**EXERCISE DIRECTIONS**
Reproduce all of the data word for word.

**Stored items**
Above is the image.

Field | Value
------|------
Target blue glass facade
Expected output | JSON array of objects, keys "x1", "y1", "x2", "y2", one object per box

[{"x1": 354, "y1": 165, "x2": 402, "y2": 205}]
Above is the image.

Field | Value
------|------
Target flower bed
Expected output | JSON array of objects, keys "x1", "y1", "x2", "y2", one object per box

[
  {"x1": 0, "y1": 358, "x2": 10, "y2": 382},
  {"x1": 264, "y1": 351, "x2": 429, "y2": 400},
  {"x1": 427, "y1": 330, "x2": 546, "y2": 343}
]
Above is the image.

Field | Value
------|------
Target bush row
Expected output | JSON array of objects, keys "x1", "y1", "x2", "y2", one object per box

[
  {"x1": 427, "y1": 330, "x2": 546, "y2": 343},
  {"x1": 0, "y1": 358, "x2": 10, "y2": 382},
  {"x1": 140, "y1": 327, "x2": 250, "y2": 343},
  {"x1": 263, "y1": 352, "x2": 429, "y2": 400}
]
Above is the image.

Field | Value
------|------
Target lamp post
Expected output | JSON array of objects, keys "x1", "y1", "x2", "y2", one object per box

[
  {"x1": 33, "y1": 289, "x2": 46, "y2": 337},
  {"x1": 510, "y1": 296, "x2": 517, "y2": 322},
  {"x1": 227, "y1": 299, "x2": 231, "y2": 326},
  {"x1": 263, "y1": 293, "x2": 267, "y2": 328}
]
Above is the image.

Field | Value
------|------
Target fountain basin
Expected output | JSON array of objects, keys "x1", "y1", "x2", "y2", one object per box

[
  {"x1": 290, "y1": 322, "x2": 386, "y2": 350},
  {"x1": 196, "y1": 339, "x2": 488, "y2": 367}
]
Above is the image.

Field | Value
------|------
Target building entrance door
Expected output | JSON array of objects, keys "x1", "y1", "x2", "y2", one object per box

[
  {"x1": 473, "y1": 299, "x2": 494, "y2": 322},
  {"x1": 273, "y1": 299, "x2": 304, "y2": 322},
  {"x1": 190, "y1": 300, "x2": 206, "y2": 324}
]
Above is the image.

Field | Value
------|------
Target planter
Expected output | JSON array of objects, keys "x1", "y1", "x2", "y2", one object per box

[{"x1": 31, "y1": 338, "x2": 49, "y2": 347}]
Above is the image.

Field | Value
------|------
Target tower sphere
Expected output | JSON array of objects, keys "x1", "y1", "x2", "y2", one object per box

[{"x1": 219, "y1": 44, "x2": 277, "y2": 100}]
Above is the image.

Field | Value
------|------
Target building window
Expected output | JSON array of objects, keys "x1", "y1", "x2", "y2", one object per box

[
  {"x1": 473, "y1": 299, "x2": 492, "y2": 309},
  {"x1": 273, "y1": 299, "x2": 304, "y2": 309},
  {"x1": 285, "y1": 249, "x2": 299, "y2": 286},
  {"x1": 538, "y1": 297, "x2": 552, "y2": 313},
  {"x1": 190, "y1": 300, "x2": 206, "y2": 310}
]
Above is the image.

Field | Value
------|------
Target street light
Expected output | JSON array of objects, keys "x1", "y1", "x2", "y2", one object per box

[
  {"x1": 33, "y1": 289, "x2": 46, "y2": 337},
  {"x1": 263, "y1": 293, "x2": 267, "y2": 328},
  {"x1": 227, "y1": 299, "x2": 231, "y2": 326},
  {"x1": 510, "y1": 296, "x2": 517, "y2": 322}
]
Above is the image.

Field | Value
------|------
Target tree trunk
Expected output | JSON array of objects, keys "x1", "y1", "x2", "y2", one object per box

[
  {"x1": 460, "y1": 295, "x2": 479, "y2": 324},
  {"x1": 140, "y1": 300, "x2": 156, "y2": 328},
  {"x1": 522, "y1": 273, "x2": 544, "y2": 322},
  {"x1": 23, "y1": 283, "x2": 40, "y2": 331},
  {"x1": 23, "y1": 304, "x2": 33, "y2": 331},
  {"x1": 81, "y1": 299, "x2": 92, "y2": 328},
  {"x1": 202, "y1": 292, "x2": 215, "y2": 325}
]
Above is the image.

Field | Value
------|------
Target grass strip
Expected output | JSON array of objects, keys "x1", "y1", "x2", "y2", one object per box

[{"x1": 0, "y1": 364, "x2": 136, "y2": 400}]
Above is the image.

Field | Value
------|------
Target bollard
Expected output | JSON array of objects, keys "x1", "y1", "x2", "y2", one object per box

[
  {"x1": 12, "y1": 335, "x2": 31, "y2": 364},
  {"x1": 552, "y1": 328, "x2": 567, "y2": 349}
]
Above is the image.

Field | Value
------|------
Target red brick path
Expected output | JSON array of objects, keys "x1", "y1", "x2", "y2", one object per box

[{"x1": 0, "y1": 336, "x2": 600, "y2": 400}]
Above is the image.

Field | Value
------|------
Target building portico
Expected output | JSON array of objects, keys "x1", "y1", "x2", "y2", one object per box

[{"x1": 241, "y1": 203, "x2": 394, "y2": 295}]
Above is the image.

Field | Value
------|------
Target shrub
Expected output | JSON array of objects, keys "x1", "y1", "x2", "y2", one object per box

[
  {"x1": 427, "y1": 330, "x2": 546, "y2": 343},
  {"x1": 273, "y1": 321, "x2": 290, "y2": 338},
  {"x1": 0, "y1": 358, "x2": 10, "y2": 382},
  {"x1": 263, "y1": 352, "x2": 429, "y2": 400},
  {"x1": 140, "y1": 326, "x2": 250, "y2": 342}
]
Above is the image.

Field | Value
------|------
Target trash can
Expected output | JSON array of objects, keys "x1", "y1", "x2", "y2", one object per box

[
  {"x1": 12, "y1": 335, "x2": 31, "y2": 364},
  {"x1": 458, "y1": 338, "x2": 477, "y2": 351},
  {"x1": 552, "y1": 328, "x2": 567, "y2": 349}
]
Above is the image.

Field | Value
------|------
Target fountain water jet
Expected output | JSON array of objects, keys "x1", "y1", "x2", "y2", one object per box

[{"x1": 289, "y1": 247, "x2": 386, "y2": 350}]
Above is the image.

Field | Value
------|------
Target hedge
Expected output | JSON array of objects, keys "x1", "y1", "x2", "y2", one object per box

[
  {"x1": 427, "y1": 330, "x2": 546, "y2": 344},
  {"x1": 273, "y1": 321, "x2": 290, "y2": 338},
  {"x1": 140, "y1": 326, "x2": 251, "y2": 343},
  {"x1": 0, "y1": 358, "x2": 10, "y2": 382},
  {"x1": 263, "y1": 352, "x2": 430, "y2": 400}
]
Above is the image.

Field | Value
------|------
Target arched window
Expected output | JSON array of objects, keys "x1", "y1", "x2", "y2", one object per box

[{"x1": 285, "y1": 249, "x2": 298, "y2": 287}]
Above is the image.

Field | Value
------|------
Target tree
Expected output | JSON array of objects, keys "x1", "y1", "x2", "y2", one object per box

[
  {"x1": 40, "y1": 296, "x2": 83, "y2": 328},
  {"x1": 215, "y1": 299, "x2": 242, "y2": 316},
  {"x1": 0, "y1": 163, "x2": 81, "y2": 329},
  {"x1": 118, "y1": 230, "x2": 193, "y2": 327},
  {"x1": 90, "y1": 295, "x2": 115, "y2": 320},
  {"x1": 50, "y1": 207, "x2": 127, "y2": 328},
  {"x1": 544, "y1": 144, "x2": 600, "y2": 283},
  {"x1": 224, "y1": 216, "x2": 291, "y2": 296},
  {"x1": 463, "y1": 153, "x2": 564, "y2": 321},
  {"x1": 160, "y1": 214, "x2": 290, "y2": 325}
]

**OUTPUT OF THE EXERCISE**
Above is the image.

Field | Value
------|------
Target blue glass facade
Expected output | JSON array of objects, keys "x1", "y1", "x2", "y2", one object per box

[{"x1": 354, "y1": 165, "x2": 402, "y2": 205}]
Above is the image.

Field | Value
------|------
Target flower bed
Expected output | JSON array of objects, keys "x1", "y1", "x2", "y2", one object per box

[
  {"x1": 0, "y1": 358, "x2": 10, "y2": 382},
  {"x1": 264, "y1": 351, "x2": 429, "y2": 400},
  {"x1": 427, "y1": 330, "x2": 546, "y2": 343}
]
Above is the image.

Field | Value
------|------
Target bush row
Expected output | JSON array of objects, keys "x1", "y1", "x2", "y2", one object per box

[
  {"x1": 427, "y1": 330, "x2": 546, "y2": 343},
  {"x1": 0, "y1": 358, "x2": 10, "y2": 382},
  {"x1": 140, "y1": 327, "x2": 250, "y2": 343},
  {"x1": 263, "y1": 352, "x2": 429, "y2": 400}
]
Above is the image.

Field | Value
------|------
Target lamp post
Expected output | JSON array of objects, keys "x1", "y1", "x2", "y2", one object per box

[
  {"x1": 33, "y1": 289, "x2": 46, "y2": 337},
  {"x1": 510, "y1": 296, "x2": 517, "y2": 322},
  {"x1": 227, "y1": 299, "x2": 231, "y2": 326},
  {"x1": 263, "y1": 293, "x2": 267, "y2": 328}
]
Above is the image.

Field | Value
------|------
Target fountain basin
Expected output | JSON array of objects, keys "x1", "y1", "x2", "y2", one object per box

[
  {"x1": 290, "y1": 322, "x2": 386, "y2": 350},
  {"x1": 196, "y1": 339, "x2": 488, "y2": 367}
]
Above is the image.

Field | Value
------|------
Target building entrance door
Expected output | JSON array of objects, keys "x1", "y1", "x2", "y2", one object per box

[
  {"x1": 473, "y1": 299, "x2": 494, "y2": 322},
  {"x1": 273, "y1": 299, "x2": 304, "y2": 322},
  {"x1": 190, "y1": 300, "x2": 206, "y2": 324}
]
Above is the image.

Field | Value
------|------
Target planter
Expected output | JSON array of objects, keys "x1", "y1", "x2", "y2", one object per box

[{"x1": 31, "y1": 338, "x2": 49, "y2": 347}]
Above is the image.

Field | Value
------|------
Target tower sphere
Expected output | JSON array of objects, keys "x1", "y1", "x2", "y2", one object per box

[{"x1": 219, "y1": 44, "x2": 277, "y2": 100}]
Above is the image.

Field | Value
------|------
Target building window
Expected output | JSON array of objects, keys "x1", "y1", "x2", "y2", one object per box

[
  {"x1": 473, "y1": 299, "x2": 492, "y2": 309},
  {"x1": 273, "y1": 299, "x2": 304, "y2": 309},
  {"x1": 285, "y1": 249, "x2": 299, "y2": 286},
  {"x1": 538, "y1": 297, "x2": 552, "y2": 313},
  {"x1": 190, "y1": 300, "x2": 206, "y2": 310}
]
Above is the image.

Field | Value
------|------
Target street light
Expected output | JSON array of objects, keys "x1", "y1", "x2", "y2", one object per box

[
  {"x1": 33, "y1": 289, "x2": 46, "y2": 337},
  {"x1": 263, "y1": 293, "x2": 267, "y2": 328},
  {"x1": 227, "y1": 299, "x2": 231, "y2": 326},
  {"x1": 510, "y1": 296, "x2": 517, "y2": 322}
]
Above is the image.

Field | Value
------|------
Target tree trunk
Expected output | JSON array of objects, keys "x1", "y1", "x2", "y2", one object per box

[
  {"x1": 460, "y1": 295, "x2": 479, "y2": 324},
  {"x1": 140, "y1": 300, "x2": 156, "y2": 328},
  {"x1": 522, "y1": 273, "x2": 544, "y2": 322},
  {"x1": 23, "y1": 283, "x2": 40, "y2": 331},
  {"x1": 23, "y1": 304, "x2": 33, "y2": 331},
  {"x1": 81, "y1": 299, "x2": 92, "y2": 328},
  {"x1": 202, "y1": 292, "x2": 215, "y2": 325}
]
Above is the image.

Field | Value
------|------
Target grass strip
Expected output | JSON array of objects, keys "x1", "y1", "x2", "y2", one object per box

[{"x1": 0, "y1": 364, "x2": 136, "y2": 400}]
Above is the image.

Field | Value
------|------
Target bollard
Expected output | JSON array of objects, keys "x1", "y1", "x2", "y2", one object per box

[
  {"x1": 12, "y1": 335, "x2": 31, "y2": 364},
  {"x1": 552, "y1": 328, "x2": 567, "y2": 349}
]
Above is the image.

Field | Value
------|------
Target red brick path
Expected output | JSON array of objects, keys "x1", "y1", "x2", "y2", one object per box

[{"x1": 0, "y1": 336, "x2": 600, "y2": 400}]
Above is the image.

Field | Value
------|------
Target building portico
Expected output | JSON array of objects, keys "x1", "y1", "x2", "y2", one object per box

[{"x1": 241, "y1": 203, "x2": 394, "y2": 295}]
Above is the image.

Field | Value
------|------
Target shrub
Expected output | JSON array of objects, keys "x1", "y1", "x2", "y2", one object per box

[
  {"x1": 427, "y1": 330, "x2": 546, "y2": 343},
  {"x1": 273, "y1": 321, "x2": 290, "y2": 338},
  {"x1": 0, "y1": 358, "x2": 10, "y2": 382},
  {"x1": 263, "y1": 352, "x2": 429, "y2": 400},
  {"x1": 140, "y1": 326, "x2": 250, "y2": 342}
]
Above is the image.

Field | Value
------|------
Target trash can
Expected output | JSON array of objects, keys "x1", "y1", "x2", "y2", one object per box

[
  {"x1": 12, "y1": 335, "x2": 31, "y2": 364},
  {"x1": 458, "y1": 338, "x2": 477, "y2": 351},
  {"x1": 552, "y1": 328, "x2": 567, "y2": 349}
]
Above is the image.

Field | Value
------|------
Target fountain water jet
Expected output | JSON array of objects, keys "x1", "y1", "x2", "y2", one object per box

[{"x1": 289, "y1": 247, "x2": 386, "y2": 350}]
Above is the image.

Field | Value
------|------
Target hedge
Expected output | JSON array of objects, keys "x1", "y1", "x2", "y2", one object per box

[
  {"x1": 427, "y1": 330, "x2": 546, "y2": 344},
  {"x1": 273, "y1": 321, "x2": 290, "y2": 338},
  {"x1": 140, "y1": 326, "x2": 251, "y2": 343},
  {"x1": 0, "y1": 358, "x2": 10, "y2": 382},
  {"x1": 263, "y1": 352, "x2": 430, "y2": 400}
]
Above is the image.

Field | Value
------|------
Target arched window
Expected output | JSON array of objects, keys "x1", "y1", "x2", "y2", one object per box

[{"x1": 285, "y1": 249, "x2": 298, "y2": 287}]
Above is the image.

Field | Value
------|------
Target tree
Expected output | JSON array of objects, keys "x1", "y1", "x2", "y2", one object per box

[
  {"x1": 40, "y1": 296, "x2": 83, "y2": 328},
  {"x1": 215, "y1": 299, "x2": 242, "y2": 316},
  {"x1": 0, "y1": 163, "x2": 81, "y2": 329},
  {"x1": 118, "y1": 230, "x2": 193, "y2": 327},
  {"x1": 90, "y1": 295, "x2": 115, "y2": 320},
  {"x1": 50, "y1": 207, "x2": 127, "y2": 328},
  {"x1": 544, "y1": 144, "x2": 600, "y2": 283},
  {"x1": 224, "y1": 216, "x2": 291, "y2": 296},
  {"x1": 463, "y1": 153, "x2": 564, "y2": 321},
  {"x1": 160, "y1": 214, "x2": 290, "y2": 325}
]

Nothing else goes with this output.